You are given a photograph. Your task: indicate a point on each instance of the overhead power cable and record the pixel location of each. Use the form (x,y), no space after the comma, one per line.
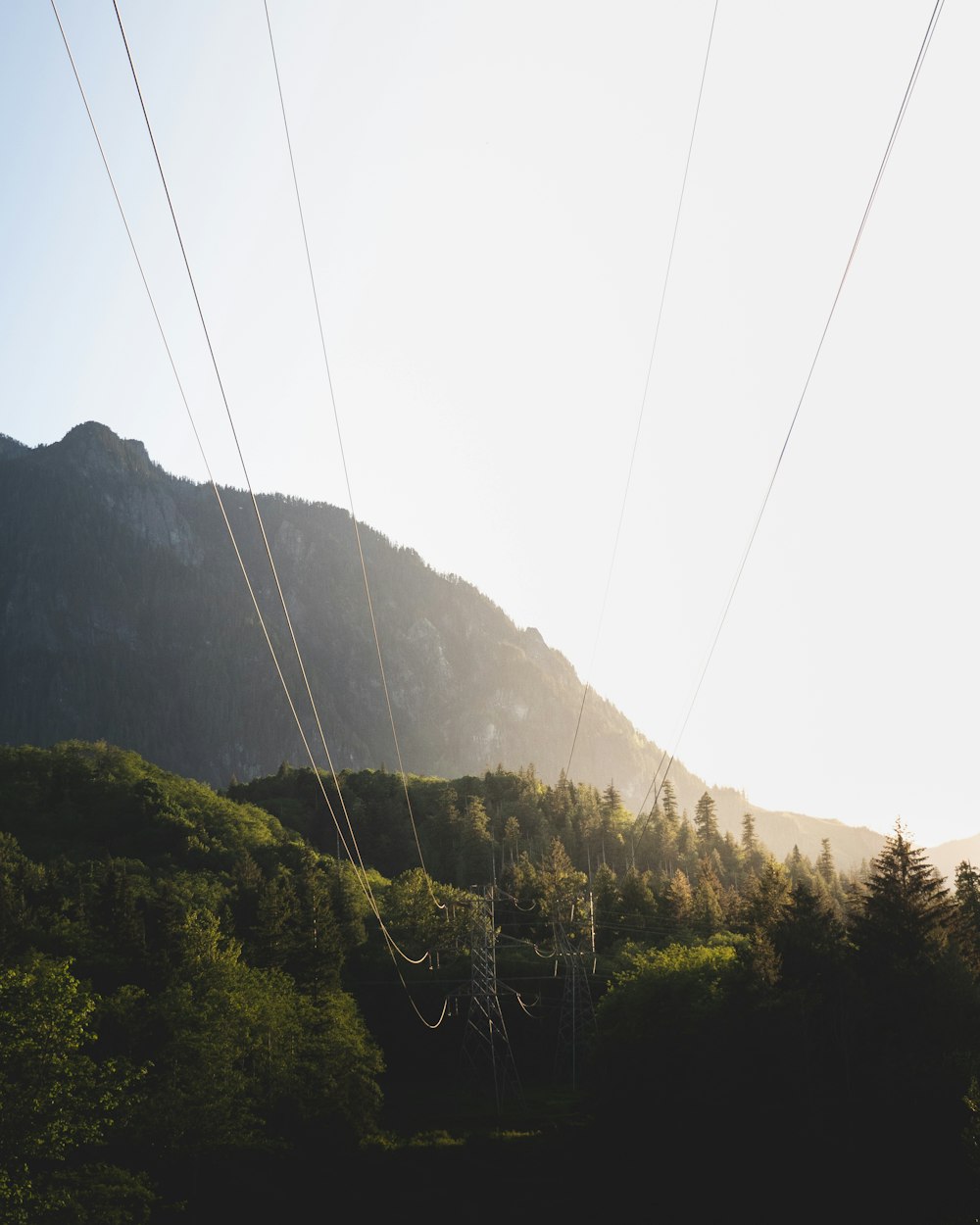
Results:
(646,390)
(361,873)
(919,60)
(238,447)
(341,444)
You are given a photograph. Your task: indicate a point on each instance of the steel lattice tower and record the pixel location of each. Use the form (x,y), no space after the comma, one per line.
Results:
(577,1023)
(486,1053)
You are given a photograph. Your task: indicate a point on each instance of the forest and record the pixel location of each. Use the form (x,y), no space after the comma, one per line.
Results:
(475,995)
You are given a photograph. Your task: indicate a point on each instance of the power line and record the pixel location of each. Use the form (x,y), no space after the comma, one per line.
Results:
(362,875)
(646,385)
(922,49)
(341,442)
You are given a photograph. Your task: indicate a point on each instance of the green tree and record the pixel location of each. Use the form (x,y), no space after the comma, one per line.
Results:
(55,1101)
(906,912)
(706,822)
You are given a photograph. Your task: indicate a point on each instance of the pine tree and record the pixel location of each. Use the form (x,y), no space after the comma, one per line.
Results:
(706,822)
(906,912)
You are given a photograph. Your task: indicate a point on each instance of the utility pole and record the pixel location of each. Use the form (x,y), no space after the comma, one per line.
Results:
(486,1053)
(577,1023)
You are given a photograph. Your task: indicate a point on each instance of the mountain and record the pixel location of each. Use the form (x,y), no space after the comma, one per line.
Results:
(126,617)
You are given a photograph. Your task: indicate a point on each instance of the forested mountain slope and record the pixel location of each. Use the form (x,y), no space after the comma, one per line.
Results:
(126,617)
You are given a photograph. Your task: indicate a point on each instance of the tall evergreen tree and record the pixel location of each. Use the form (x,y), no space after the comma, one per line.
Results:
(906,911)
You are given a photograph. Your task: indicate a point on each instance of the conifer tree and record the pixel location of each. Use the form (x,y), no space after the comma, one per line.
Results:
(906,912)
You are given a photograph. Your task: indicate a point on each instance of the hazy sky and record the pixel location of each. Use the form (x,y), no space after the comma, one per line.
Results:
(490,194)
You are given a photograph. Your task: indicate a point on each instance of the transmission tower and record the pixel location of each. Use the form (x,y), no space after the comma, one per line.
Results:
(486,1053)
(577,1023)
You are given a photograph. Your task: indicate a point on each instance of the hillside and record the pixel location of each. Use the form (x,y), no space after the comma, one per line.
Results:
(126,617)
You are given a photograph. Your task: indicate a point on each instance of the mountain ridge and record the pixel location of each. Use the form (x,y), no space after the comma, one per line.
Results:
(127,618)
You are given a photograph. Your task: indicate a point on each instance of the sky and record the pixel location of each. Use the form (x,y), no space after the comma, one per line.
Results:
(566,342)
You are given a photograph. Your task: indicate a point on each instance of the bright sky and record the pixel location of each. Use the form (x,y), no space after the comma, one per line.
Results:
(490,192)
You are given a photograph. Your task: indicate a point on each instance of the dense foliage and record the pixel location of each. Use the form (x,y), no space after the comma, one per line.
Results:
(210,1004)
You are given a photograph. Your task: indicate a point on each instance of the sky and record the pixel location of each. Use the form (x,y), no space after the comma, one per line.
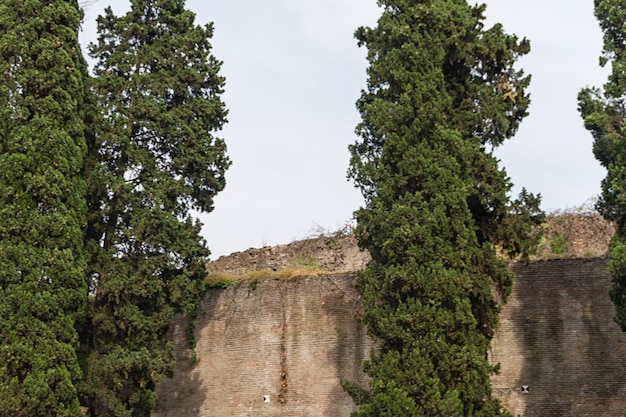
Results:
(293,73)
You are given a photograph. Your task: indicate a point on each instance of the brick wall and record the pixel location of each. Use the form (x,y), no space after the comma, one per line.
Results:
(280,348)
(270,348)
(557,337)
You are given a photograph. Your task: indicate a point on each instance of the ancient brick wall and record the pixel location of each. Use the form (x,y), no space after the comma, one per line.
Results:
(280,348)
(558,338)
(270,348)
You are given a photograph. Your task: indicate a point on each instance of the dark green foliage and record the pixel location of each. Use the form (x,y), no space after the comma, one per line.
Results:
(152,159)
(604,113)
(42,207)
(442,92)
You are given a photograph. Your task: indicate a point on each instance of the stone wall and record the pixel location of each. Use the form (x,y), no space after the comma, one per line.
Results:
(280,348)
(270,348)
(558,338)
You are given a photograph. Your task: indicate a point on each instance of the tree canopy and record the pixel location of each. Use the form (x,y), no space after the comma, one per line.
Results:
(153,158)
(442,92)
(100,178)
(604,112)
(42,206)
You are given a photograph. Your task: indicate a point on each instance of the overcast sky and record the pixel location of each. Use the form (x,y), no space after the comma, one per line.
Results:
(293,73)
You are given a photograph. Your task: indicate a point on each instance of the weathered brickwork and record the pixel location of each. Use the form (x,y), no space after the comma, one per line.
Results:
(557,337)
(270,348)
(280,348)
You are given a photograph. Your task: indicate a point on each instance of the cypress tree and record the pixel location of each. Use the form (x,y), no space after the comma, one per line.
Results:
(603,111)
(153,158)
(442,93)
(42,207)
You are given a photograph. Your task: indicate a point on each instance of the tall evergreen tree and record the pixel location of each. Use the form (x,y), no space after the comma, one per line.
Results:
(42,207)
(442,92)
(604,113)
(152,159)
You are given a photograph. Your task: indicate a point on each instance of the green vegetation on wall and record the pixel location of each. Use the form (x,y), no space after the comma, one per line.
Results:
(442,91)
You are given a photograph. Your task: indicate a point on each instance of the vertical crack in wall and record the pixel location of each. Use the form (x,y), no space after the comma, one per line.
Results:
(282,393)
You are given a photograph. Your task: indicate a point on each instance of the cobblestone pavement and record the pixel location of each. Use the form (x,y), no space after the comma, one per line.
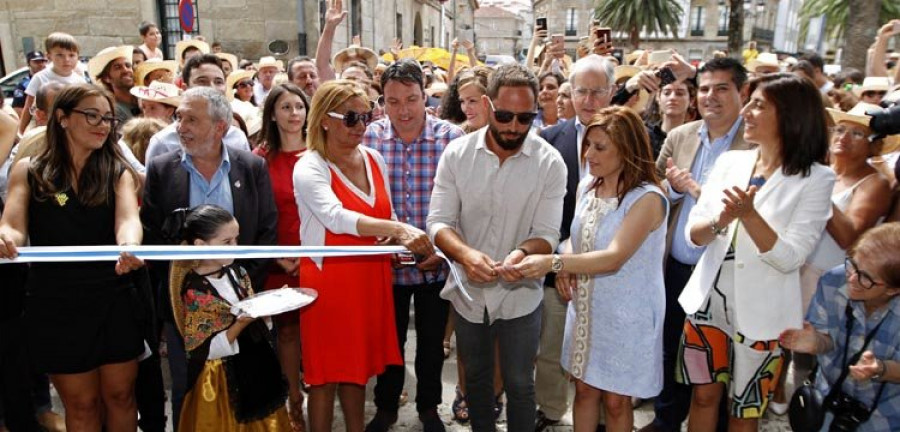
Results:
(409,422)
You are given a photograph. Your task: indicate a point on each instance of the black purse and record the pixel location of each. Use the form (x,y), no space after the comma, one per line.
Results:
(806,411)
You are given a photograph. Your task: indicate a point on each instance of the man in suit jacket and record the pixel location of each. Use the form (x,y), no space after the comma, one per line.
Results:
(687,157)
(204,171)
(592,89)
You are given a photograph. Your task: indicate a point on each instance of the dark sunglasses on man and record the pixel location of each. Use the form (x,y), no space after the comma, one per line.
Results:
(351,118)
(503,116)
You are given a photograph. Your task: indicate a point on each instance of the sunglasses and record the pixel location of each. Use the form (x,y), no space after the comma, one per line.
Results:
(865,280)
(507,116)
(94,119)
(352,118)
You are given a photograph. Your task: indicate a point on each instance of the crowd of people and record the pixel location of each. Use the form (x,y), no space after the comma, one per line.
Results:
(647,230)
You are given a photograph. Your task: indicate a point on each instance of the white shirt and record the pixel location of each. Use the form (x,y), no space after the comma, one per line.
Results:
(495,208)
(219,346)
(320,209)
(167,140)
(47,75)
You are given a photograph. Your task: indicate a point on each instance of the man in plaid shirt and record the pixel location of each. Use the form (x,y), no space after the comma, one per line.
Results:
(412,142)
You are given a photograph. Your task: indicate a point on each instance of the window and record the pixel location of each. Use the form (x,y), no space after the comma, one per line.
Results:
(571,22)
(170,27)
(698,18)
(723,20)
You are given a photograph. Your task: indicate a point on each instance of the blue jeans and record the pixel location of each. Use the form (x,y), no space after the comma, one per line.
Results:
(518,339)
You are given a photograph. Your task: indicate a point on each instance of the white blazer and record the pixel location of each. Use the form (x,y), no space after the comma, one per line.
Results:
(766,285)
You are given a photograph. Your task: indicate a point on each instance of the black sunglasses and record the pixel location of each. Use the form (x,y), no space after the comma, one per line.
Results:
(352,118)
(507,116)
(865,280)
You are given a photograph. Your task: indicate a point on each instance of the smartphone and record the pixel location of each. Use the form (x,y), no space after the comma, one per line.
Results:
(659,57)
(603,34)
(406,258)
(665,76)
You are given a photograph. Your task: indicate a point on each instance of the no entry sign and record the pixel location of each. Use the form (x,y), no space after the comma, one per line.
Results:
(186,15)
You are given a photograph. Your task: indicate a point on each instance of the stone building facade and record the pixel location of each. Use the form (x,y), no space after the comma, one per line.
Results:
(243,27)
(703,28)
(498,31)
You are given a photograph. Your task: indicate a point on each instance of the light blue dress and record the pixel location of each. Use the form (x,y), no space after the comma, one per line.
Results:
(613,336)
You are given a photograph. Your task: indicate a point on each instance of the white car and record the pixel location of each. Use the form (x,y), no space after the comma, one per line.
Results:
(8,84)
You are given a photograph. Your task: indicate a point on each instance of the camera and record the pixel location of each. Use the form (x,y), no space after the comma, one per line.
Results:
(887,120)
(665,76)
(848,412)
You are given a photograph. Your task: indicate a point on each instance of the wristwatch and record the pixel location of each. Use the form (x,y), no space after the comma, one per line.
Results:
(556,264)
(715,228)
(880,372)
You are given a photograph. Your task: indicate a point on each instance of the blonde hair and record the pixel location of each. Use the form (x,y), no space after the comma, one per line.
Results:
(137,133)
(328,97)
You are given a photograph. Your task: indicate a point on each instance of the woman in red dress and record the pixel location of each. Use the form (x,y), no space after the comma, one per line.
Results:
(282,142)
(342,193)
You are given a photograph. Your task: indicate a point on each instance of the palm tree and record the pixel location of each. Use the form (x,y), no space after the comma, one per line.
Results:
(855,21)
(634,16)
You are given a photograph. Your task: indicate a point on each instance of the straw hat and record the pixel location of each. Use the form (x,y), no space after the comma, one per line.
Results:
(158,91)
(437,89)
(354,53)
(251,115)
(235,77)
(105,56)
(856,115)
(873,84)
(764,60)
(181,46)
(177,272)
(230,58)
(269,61)
(144,69)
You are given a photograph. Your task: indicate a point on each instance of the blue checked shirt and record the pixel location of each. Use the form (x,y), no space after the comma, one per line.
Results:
(826,314)
(707,154)
(411,168)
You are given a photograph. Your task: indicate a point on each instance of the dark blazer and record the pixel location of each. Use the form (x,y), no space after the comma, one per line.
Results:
(167,188)
(564,138)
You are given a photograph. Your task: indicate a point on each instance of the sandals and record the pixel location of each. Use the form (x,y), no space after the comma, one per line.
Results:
(460,408)
(295,412)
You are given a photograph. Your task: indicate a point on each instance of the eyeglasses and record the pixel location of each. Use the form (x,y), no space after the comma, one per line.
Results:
(865,280)
(352,118)
(503,116)
(95,119)
(582,92)
(854,133)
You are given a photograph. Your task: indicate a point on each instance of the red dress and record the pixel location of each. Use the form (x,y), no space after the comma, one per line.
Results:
(348,334)
(281,170)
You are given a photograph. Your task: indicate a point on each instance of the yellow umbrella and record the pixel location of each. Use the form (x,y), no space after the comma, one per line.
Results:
(438,56)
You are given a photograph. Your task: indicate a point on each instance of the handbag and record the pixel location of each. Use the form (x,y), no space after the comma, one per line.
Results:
(806,411)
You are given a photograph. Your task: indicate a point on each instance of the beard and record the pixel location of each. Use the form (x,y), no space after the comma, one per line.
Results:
(504,143)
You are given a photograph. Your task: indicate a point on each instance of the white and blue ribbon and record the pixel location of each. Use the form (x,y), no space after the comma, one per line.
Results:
(29,254)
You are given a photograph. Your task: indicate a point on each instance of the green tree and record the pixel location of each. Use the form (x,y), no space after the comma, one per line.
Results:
(634,16)
(853,21)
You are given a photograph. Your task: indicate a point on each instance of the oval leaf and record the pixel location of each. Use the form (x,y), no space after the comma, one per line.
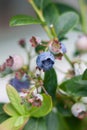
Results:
(75,87)
(19,20)
(35,124)
(50,82)
(45,108)
(65,23)
(15,99)
(3,115)
(14,123)
(10,110)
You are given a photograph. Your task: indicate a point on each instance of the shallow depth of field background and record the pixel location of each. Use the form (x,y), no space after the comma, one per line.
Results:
(9,36)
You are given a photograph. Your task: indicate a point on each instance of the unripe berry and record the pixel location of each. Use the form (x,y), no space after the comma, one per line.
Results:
(79,110)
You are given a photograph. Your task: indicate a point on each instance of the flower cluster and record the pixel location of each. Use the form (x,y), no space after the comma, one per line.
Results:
(48,52)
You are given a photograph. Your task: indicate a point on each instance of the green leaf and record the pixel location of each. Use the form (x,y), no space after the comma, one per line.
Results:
(75,87)
(13,123)
(44,109)
(15,100)
(62,8)
(84,76)
(51,14)
(3,115)
(8,124)
(35,124)
(10,110)
(41,47)
(63,108)
(19,20)
(52,121)
(65,23)
(55,121)
(50,82)
(41,4)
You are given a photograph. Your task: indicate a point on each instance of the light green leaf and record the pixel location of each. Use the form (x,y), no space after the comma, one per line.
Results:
(8,124)
(65,23)
(10,110)
(13,123)
(75,86)
(35,124)
(19,20)
(56,121)
(44,109)
(15,99)
(3,115)
(41,4)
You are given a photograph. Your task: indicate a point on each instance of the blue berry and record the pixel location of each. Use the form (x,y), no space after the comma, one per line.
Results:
(45,60)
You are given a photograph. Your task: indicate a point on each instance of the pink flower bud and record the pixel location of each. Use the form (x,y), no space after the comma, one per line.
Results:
(81,43)
(18,62)
(79,110)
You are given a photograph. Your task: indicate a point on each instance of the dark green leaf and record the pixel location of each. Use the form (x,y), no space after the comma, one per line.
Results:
(35,124)
(84,76)
(44,109)
(13,123)
(63,108)
(15,100)
(51,14)
(65,23)
(62,8)
(52,121)
(5,72)
(50,82)
(3,115)
(55,121)
(10,110)
(42,3)
(19,20)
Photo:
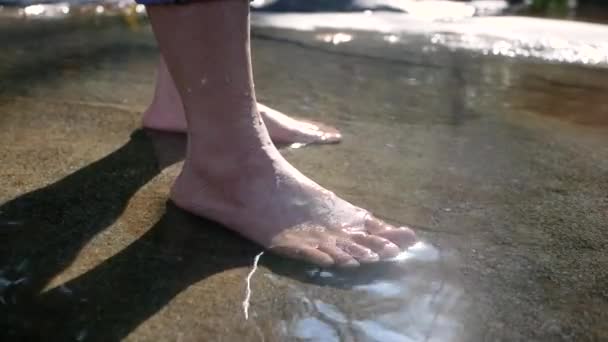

→ **THE TASK**: List every line of the entries above that contains the word "pink".

→ **ANSWER TO THE TASK**:
You are given a photograph. Your task: indicate a point on each instance of the pink flower bud and record the pixel location of each. Use the form (x,y), no space after the comma, one per line.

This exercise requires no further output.